START EXTRACTED ENTRIES
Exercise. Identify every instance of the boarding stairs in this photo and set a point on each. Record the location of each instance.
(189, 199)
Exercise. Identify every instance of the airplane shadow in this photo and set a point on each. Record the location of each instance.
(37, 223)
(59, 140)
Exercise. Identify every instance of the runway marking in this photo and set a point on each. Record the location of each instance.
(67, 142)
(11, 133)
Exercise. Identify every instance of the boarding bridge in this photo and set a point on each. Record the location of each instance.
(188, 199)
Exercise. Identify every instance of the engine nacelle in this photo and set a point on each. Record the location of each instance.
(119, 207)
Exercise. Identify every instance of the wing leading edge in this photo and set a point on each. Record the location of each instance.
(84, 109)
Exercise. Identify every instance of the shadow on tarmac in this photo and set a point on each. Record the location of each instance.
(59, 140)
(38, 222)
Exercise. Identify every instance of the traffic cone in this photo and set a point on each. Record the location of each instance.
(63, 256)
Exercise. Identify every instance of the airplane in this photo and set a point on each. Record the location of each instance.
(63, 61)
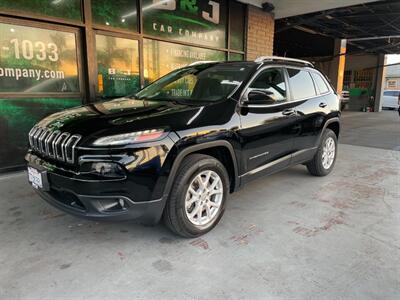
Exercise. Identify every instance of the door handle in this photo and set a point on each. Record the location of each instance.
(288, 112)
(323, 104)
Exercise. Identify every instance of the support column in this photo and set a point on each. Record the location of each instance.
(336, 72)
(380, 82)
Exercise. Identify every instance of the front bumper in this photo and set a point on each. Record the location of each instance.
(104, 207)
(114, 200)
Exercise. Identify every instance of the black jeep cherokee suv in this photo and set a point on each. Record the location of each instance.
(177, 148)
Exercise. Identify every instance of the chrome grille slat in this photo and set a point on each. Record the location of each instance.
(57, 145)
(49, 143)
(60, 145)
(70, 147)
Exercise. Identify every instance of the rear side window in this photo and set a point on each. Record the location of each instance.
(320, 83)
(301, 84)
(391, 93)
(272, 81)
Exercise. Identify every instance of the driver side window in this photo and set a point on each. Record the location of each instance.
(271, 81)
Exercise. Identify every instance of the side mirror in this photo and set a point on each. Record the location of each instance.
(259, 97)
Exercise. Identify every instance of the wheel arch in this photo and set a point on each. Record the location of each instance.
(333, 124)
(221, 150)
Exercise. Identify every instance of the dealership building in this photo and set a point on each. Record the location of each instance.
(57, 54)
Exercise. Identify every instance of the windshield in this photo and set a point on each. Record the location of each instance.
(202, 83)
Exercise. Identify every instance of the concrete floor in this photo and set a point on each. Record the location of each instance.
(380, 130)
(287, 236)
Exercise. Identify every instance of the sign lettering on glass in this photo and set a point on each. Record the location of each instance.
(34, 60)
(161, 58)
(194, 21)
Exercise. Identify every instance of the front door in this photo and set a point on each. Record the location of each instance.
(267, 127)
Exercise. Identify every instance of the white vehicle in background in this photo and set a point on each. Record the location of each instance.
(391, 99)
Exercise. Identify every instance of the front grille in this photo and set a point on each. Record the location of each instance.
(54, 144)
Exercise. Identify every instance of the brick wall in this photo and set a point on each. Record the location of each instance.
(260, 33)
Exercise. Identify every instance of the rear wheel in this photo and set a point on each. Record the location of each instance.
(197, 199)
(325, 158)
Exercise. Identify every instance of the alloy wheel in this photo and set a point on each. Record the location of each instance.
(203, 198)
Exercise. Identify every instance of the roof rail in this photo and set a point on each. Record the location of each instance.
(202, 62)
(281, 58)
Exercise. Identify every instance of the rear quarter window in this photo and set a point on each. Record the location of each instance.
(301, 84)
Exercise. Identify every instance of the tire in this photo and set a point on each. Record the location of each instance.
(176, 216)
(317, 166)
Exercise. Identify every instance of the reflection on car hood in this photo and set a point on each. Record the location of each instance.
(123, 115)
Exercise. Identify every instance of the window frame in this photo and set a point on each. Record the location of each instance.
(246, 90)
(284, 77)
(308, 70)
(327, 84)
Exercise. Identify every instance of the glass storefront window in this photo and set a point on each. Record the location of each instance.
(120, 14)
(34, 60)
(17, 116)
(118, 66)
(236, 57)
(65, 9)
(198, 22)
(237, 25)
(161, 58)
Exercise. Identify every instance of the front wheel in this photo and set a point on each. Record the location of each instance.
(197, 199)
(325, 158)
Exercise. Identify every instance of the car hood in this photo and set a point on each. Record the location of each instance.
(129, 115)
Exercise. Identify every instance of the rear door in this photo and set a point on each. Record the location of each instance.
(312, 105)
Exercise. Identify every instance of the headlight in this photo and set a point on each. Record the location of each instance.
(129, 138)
END EXTRACTED ENTRIES
START EXTRACTED ENTRIES
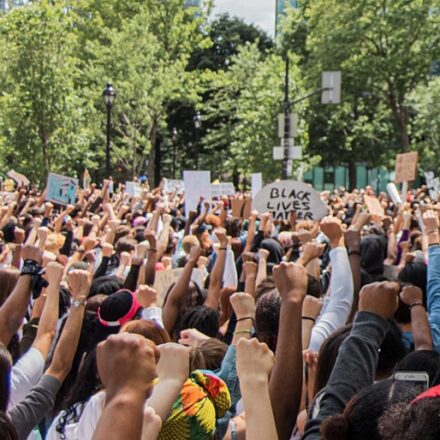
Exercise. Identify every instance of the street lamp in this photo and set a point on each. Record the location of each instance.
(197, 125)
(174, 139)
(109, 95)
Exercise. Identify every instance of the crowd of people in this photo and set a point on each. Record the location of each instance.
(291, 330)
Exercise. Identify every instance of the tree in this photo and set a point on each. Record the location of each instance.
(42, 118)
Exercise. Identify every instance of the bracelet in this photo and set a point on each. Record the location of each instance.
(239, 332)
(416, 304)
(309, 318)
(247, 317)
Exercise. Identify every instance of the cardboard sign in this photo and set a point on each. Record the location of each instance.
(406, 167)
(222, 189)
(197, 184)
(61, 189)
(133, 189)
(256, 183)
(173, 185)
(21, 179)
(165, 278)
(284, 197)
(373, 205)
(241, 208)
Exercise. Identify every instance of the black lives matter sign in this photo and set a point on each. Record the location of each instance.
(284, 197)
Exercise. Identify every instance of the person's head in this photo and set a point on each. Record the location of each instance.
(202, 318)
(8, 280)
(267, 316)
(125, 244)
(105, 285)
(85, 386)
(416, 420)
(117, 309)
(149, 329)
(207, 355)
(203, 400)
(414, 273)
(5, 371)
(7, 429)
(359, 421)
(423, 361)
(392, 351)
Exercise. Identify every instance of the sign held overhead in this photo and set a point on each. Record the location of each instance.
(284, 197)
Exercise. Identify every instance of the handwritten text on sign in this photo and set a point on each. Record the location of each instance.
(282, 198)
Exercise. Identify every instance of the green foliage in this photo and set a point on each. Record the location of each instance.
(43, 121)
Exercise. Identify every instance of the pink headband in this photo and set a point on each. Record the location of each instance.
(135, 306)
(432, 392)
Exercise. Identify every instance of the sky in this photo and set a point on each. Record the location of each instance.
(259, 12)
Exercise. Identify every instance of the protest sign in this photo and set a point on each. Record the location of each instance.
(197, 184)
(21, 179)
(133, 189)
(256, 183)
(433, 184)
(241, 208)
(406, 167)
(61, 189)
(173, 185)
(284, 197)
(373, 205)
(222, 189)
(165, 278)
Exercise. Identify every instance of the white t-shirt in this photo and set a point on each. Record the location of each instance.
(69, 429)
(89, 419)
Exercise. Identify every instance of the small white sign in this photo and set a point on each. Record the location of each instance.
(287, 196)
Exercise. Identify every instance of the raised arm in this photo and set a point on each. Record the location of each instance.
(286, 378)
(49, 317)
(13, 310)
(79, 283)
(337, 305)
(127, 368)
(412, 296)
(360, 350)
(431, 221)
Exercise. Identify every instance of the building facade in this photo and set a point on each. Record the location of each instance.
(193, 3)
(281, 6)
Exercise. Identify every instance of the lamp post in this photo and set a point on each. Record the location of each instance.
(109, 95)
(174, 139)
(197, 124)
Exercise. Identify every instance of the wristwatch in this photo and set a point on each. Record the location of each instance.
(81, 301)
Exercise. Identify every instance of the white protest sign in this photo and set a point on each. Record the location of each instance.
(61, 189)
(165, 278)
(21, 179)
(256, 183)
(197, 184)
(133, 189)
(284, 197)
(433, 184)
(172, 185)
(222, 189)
END EXTRACTED ENTRIES
START EXTRACTED ENTRIES
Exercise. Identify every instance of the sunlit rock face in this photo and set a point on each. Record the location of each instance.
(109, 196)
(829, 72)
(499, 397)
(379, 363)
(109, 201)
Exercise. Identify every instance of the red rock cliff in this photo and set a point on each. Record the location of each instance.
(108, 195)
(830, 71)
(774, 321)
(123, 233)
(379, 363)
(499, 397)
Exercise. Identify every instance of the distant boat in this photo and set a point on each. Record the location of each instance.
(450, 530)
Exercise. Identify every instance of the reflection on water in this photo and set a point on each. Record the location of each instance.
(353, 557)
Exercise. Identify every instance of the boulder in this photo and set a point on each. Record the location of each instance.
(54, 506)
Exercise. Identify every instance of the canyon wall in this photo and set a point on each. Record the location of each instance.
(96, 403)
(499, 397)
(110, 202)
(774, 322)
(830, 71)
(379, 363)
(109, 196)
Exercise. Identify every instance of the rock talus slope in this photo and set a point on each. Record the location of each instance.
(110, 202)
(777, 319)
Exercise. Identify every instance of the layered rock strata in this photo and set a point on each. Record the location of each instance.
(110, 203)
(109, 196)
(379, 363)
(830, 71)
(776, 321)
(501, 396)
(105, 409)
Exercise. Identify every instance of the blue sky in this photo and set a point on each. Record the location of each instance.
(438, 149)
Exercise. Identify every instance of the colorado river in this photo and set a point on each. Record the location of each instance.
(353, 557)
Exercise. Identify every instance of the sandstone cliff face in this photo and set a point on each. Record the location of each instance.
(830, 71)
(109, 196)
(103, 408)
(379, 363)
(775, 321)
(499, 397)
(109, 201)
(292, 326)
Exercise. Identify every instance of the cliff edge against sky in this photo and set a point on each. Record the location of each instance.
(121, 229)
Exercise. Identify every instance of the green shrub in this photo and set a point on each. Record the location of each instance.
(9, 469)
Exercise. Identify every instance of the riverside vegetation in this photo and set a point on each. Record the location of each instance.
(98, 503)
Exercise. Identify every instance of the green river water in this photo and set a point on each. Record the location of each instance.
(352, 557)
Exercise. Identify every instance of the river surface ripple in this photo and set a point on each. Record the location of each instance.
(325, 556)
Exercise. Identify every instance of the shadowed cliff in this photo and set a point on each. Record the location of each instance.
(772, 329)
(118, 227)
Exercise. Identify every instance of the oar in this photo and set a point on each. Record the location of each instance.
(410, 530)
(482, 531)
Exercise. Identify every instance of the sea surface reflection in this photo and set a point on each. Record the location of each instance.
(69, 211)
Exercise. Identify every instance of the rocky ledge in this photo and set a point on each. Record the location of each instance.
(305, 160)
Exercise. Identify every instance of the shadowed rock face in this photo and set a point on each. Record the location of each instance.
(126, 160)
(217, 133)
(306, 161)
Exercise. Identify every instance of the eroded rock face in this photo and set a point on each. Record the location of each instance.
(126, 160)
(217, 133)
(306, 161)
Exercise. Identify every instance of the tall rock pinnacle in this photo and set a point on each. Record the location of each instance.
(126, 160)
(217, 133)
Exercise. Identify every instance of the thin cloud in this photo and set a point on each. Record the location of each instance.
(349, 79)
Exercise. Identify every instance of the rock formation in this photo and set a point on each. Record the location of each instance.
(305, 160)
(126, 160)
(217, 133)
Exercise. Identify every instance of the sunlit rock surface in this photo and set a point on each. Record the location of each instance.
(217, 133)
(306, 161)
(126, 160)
END EXTRACTED ENTRIES
WORK TO DO
Extract every line of the data above that contains the word "building" and list those lines.

ANSWER TO THIS EXERCISE
Exercise. Identify every instance of the dealership building in this photo and set a point on each. Record the location of each instance.
Exercise. Identify every instance of the building facade in this photo and set a point on each. Record the location of each instance.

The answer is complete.